*** EXTRACTED MATERIAL

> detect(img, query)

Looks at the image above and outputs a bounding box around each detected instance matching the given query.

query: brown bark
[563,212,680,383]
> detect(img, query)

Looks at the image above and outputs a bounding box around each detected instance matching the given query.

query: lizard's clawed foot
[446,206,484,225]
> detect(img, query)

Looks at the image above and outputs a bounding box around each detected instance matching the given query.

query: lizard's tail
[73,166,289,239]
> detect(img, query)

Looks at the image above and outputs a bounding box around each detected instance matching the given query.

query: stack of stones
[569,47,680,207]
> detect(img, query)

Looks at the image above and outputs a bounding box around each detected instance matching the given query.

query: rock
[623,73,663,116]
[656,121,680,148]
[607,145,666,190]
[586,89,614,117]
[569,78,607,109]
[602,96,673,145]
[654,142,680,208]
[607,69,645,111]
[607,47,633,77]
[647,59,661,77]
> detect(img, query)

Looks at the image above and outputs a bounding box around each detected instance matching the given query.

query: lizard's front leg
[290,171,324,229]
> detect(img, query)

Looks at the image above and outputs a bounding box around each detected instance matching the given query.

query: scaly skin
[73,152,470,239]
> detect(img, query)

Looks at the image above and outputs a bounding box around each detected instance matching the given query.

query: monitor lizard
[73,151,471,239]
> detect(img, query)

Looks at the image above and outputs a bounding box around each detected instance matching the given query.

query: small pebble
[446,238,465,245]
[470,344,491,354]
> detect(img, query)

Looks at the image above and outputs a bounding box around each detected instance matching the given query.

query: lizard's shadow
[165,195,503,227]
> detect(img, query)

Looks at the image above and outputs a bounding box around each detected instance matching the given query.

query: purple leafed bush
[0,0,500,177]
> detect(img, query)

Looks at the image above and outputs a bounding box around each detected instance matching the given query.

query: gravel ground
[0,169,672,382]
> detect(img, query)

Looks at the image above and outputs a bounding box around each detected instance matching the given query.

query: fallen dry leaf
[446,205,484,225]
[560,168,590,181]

******

## EXERCISE REQUIREMENTS
List every line of the records above that contains the string "lizard", copying each line in full. Treat the match as case-sensitive.

## THE ANSWER
query: lizard's clawed foot
query: lizard's tail
query: lizard's front leg
query: monitor lizard
query: lizard's shadow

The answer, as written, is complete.